On his return to St. Petersburg, he found his protector Villebois,
disgraced. St. Pierre then resolved on espousing the cause of the Poles.
He went into Poland with a high reputation,--that of having refused
the favours of despotism, to aid the cause of liberty. But it was his
private life, rather than his public career, that was affected by his
residence in Poland. The Princess Mary fell in love with him, and,
forgetful of all considerations, quitted her family to reside with
him. Yielding, however, at length, to the entreaties of her mother,
she returned to her home. St. Pierre, filled with regret, resorted to
Vienna; but, unable to support the sadness which oppressed him, and
imagining that sadness to be shared by the Princess, he soon went back
to Poland. His return was still more sad than his departure; for he
found himself regarded by her who had once loved him, as an intruder.
It is to this attachment he alludes so touchingly in one of his letters.
"Adieu! friends dearer than the treasures of India! Adieu! forests of
the North, that I shall never see again!--tender friendship, and the
still dearer sentiment which surpassed it!--days of intoxication and
of happiness adeiu! adieu! We live but for a day, to die during a whole
life!"
This letter appears to one of St. Pierre's most partial biographers,
as if steeped in tears; and he speaks of his romantic and unfortunate
adventure in Poland, as the ideal of a poet's love.
"To be," says M. Sainte-Beuve, "a great poet, and loved before he had
thought of glory! To exhale the first perfume of a soul of genius,
believing himself only a lover! To reveal himself, for the first time,
entirely, but in mystery!"
In his enthusiasm, M. Sainte-Beuve loses sight of the melancholy sequel,
which must have left so sad a remembrance in St. Pierre's own mind.

___

# Exercise instructions:
Continue the passage about St. Pierre's time in Poland, starting after its last sentence. The listing has no connection to the passage about St. Pierre.

# Dataset content:
___

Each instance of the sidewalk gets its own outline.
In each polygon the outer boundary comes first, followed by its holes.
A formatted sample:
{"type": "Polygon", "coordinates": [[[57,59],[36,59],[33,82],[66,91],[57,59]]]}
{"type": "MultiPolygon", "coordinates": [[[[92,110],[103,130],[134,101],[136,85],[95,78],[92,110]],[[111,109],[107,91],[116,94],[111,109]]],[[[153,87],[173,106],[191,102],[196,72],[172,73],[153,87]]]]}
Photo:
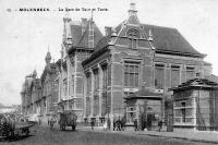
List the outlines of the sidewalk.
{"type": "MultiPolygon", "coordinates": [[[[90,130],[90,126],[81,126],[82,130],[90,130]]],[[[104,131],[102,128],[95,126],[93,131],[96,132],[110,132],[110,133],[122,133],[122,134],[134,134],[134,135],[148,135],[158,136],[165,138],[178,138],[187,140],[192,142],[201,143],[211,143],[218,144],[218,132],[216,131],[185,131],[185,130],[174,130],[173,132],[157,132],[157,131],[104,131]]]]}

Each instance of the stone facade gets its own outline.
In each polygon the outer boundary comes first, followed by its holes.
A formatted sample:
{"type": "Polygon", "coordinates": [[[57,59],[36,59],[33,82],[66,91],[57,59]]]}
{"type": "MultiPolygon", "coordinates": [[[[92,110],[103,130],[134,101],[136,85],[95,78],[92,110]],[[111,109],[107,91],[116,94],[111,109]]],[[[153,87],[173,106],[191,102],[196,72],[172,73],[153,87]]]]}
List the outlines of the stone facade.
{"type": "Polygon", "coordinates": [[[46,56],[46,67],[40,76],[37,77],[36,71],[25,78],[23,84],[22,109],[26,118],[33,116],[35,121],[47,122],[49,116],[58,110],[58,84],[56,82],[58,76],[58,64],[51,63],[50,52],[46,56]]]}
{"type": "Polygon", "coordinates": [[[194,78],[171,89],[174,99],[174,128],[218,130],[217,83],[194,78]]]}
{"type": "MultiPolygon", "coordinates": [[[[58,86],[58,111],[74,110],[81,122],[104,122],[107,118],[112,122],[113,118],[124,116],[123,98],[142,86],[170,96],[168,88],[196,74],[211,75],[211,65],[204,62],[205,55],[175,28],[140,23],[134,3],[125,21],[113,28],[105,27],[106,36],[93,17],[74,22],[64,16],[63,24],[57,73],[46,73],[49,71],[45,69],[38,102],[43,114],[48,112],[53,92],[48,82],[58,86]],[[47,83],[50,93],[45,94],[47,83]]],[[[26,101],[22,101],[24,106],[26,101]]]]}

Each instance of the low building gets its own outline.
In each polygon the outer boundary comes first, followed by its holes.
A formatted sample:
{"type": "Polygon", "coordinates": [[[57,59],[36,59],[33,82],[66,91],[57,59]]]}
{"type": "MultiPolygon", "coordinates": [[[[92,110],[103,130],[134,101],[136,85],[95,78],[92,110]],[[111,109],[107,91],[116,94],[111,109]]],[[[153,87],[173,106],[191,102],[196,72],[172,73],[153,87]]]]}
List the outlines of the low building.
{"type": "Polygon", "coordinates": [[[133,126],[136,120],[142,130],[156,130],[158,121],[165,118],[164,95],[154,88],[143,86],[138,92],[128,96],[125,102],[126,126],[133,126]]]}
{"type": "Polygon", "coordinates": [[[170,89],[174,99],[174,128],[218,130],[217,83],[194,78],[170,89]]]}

___

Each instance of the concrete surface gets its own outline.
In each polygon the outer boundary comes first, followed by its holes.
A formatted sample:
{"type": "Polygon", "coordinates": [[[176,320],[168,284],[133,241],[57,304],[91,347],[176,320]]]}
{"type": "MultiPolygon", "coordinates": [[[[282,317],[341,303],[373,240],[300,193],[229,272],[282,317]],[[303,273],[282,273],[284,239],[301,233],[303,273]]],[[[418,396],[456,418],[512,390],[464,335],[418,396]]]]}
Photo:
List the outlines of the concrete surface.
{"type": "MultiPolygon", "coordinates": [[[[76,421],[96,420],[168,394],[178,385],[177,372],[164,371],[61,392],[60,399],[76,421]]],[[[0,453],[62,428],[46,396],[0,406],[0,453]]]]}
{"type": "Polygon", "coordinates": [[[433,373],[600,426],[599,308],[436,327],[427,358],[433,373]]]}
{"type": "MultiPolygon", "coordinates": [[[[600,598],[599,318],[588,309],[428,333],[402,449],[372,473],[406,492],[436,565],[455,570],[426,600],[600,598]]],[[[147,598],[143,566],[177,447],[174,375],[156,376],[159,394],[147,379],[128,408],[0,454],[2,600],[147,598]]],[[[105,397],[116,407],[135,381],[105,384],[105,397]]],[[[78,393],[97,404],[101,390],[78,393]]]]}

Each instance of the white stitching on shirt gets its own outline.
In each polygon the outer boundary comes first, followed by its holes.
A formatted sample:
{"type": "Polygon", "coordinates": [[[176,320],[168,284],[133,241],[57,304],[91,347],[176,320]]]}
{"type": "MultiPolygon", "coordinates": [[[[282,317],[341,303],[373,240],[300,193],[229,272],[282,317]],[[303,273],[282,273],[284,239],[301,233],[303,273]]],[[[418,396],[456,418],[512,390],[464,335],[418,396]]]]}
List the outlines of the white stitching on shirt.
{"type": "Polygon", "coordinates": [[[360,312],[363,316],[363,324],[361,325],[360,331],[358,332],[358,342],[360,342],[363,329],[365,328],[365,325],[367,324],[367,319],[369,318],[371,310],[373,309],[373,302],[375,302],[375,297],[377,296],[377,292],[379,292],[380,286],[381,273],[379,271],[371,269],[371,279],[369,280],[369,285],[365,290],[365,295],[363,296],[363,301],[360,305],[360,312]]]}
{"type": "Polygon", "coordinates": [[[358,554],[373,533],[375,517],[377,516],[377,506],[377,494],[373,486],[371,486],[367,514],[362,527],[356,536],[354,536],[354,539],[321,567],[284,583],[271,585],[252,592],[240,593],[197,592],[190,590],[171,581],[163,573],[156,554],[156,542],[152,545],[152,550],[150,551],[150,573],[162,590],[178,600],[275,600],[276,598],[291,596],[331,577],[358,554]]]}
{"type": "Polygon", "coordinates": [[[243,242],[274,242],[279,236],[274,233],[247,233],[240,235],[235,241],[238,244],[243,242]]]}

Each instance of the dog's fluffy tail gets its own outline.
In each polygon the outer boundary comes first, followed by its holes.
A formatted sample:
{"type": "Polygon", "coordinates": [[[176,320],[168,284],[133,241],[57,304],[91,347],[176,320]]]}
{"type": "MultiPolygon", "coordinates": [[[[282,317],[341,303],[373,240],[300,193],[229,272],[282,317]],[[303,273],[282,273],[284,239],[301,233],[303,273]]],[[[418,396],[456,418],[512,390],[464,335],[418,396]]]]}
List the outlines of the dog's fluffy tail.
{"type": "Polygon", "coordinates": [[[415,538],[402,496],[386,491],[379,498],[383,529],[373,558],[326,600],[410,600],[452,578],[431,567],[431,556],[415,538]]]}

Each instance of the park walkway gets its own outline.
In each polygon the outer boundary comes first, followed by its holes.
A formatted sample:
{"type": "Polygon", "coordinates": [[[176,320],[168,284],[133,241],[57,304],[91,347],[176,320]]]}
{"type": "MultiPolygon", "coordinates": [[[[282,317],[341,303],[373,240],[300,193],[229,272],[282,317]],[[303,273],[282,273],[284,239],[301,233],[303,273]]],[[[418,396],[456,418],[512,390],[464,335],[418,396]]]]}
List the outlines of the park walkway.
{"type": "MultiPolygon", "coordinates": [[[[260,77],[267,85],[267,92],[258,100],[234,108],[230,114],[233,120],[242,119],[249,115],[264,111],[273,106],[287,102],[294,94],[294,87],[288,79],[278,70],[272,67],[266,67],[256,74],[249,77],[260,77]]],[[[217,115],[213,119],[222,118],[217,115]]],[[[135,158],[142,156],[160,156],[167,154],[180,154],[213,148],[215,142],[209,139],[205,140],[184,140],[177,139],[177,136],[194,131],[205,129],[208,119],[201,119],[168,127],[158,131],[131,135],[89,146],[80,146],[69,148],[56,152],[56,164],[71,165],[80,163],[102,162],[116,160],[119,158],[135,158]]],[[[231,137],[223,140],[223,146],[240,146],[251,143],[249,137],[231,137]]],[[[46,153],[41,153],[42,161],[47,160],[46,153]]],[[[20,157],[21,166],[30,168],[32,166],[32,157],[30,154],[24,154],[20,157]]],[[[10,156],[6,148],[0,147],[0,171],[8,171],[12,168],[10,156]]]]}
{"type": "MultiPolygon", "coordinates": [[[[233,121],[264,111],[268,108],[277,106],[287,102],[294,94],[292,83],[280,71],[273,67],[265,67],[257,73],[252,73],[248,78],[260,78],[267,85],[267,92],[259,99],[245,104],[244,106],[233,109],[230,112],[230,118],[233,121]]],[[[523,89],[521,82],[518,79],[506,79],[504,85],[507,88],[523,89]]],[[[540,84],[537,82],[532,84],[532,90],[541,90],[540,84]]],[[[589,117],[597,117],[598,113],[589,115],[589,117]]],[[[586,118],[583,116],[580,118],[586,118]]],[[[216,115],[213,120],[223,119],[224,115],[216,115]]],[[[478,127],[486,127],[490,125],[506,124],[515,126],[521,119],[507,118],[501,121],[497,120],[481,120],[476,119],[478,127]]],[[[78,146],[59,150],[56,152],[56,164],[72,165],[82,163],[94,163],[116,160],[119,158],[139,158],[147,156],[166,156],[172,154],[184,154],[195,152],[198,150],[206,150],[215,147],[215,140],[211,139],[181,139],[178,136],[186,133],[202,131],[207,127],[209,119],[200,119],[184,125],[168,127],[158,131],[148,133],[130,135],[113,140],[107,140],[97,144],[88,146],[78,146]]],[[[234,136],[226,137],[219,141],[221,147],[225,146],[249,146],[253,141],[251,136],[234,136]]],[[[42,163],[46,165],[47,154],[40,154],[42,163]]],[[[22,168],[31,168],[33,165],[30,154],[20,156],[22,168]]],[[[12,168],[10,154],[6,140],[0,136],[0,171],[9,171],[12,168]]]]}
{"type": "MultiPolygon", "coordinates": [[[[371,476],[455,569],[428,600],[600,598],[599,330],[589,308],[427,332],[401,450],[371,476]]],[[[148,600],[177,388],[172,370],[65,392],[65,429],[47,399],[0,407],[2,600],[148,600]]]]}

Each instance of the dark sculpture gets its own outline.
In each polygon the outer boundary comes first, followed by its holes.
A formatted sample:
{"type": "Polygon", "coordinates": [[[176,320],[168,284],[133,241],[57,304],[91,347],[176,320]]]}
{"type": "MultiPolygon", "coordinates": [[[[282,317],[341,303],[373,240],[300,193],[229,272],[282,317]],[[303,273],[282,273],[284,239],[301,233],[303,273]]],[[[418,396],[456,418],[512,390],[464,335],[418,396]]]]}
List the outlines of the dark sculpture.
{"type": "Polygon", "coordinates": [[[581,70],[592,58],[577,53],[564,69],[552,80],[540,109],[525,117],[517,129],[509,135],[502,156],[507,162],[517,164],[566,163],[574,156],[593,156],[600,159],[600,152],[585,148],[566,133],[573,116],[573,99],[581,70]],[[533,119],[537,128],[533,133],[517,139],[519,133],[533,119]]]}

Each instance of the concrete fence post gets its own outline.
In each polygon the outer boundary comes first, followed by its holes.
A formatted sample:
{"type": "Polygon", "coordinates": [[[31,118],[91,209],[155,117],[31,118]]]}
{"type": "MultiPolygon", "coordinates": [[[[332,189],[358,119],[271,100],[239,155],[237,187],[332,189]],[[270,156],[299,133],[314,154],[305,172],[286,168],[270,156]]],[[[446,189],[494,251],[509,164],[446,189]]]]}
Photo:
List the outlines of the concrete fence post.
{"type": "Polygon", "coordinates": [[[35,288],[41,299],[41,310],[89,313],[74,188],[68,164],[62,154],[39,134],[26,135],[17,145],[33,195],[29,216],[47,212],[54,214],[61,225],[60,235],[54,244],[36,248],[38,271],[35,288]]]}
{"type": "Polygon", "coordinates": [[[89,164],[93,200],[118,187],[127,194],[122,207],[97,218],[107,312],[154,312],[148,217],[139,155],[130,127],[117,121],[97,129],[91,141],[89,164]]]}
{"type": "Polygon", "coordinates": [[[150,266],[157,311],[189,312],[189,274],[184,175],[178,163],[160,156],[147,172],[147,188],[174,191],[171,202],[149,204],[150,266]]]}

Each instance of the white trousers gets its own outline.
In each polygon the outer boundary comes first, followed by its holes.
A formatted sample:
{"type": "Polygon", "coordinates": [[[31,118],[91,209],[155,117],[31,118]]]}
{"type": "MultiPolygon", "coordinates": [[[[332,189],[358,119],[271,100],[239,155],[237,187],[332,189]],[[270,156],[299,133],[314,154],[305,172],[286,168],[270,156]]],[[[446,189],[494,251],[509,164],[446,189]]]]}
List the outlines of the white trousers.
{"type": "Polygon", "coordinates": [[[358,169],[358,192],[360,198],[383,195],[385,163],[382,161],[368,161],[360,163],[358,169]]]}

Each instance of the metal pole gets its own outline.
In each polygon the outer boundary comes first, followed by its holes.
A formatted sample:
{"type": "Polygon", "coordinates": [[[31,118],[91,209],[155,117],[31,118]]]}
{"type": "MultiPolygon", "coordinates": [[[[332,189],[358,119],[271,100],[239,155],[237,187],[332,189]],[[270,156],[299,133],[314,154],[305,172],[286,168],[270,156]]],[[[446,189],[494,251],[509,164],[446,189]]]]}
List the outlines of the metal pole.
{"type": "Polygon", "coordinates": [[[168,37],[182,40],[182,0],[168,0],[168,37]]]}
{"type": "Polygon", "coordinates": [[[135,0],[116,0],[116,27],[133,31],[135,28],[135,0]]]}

___

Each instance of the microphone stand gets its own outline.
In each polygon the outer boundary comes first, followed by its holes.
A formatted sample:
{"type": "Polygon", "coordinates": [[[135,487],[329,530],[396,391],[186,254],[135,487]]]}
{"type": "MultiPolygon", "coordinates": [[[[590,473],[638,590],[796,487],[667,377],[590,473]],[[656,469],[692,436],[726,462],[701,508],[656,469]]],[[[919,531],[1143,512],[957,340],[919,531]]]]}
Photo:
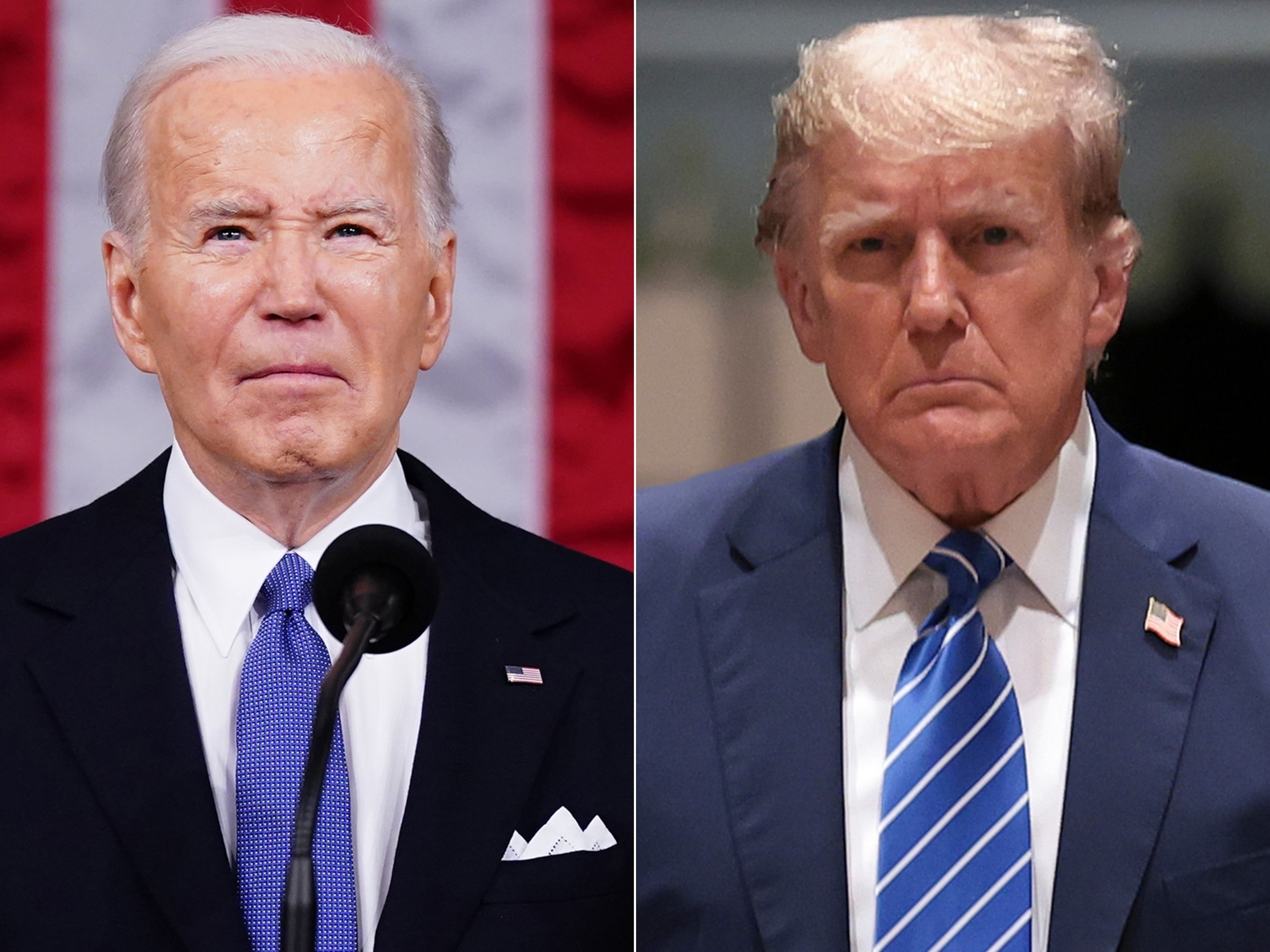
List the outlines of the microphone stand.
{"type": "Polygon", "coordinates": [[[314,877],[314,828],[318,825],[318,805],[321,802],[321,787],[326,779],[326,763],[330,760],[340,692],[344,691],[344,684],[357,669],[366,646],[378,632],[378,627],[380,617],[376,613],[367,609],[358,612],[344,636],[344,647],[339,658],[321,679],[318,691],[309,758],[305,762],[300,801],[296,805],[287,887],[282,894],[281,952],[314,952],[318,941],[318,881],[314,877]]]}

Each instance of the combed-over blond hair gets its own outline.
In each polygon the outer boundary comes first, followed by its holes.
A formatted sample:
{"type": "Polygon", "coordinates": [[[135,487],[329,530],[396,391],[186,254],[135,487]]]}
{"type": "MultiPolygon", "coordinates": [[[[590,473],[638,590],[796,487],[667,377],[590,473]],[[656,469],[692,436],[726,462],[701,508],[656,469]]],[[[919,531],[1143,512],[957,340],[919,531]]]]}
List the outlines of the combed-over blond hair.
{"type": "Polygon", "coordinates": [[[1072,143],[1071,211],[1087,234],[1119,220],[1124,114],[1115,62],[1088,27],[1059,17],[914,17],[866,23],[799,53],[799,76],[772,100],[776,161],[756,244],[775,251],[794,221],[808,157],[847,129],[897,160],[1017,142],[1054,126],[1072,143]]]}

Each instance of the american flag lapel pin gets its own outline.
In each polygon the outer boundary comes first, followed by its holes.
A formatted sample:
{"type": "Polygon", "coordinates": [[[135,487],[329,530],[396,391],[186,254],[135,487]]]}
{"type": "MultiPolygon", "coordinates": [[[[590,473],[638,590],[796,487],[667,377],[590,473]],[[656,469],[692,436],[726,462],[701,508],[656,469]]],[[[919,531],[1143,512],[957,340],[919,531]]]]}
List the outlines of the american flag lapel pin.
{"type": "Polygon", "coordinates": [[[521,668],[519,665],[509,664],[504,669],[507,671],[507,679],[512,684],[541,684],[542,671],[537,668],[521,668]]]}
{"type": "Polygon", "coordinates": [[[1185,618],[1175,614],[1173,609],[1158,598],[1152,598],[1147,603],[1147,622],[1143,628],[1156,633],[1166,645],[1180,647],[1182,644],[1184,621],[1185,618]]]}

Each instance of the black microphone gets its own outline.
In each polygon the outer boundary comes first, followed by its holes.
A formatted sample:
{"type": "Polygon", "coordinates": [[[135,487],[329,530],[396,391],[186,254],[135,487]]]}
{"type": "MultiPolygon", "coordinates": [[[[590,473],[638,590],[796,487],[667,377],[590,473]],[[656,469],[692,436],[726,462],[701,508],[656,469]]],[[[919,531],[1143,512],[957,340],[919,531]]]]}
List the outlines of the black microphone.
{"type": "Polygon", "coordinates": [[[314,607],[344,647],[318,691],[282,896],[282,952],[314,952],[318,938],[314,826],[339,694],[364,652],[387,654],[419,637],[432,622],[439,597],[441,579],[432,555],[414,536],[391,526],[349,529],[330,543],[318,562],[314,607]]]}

___

# Solved problem:
His suffering, from this circumstance, may perhaps have conduced to his
making Virginia so good and true, and so incapable of giving pain.
In 1766, he returned to Havre; but his relations were by this time dead
or dispersed, and after six years of exile, he found himself once
more in his own country, without employment and destitute of pecuniary
resources.
The Baron de Breteuil at length obtained for him a commission as
Engineer to the Isle of France, whence he returned in 1771. In this
interval, his heart and imagination doubtless received the germs of his
immortal works. Many of the events, indeed, of the "Voyage a l'Ile de
France," are to be found modified by imagined circumstances in "Paul and
Virginia." He returned to Paris poor in purse, but rich in observation
and mental resources, and resolved to devote himself to literature. By
the Baron de Breteuil he was recommended to D'Alembert, who procured
a publisher for his "Voyage," and also introduced him to Mlle. de
l'Espinasse. But no one, in spite of his great beauty, was so ill
calculated to shine or please in society as St. Pierre. His manners
were timid and embarrassed, and, unless to those with whom he was very
intimate, he scarcely appeared intelligent.
It is sad to think, that misunderstanding should prevail to such an
extent, and heart so seldom really speak to heart, in the intercourse of
the world, that the most humane may appear cruel, and the sympathizing
indifferent. Judging of Mlle. de l'Espinasse from her letters, and the
testimony of her contemporaries, it seems quite impossible that she
could have given pain to any one, more particularly to a man possessing
St. Pierre's extraordinary talent and profound sensibility. Both she and
D'Alembert were capable of appreciating him; but the society in which
they moved laughed at his timidity, and the tone of raillery in which
they often indulged was not understood by him. It is certain that he
withdrew from their circle with wounded and mortified feelings, and, in
spite of an explanatory letter from D'Alembert, did not return to it.
The inflictors of all this pain, in the meantime, were possibly as
unconscious of the meaning attached to their words, as were the birds of
old of the augury drawn from their flight.
St. Pierre, in his "Preambule de l'Arcadie," has pathetically and
eloquently described the deplorable state of his health and feelings,
after frequent humiliating disputes and disappointments had driven him
from society; or rather, when, like Rousseau, he was "self-banished"
from it.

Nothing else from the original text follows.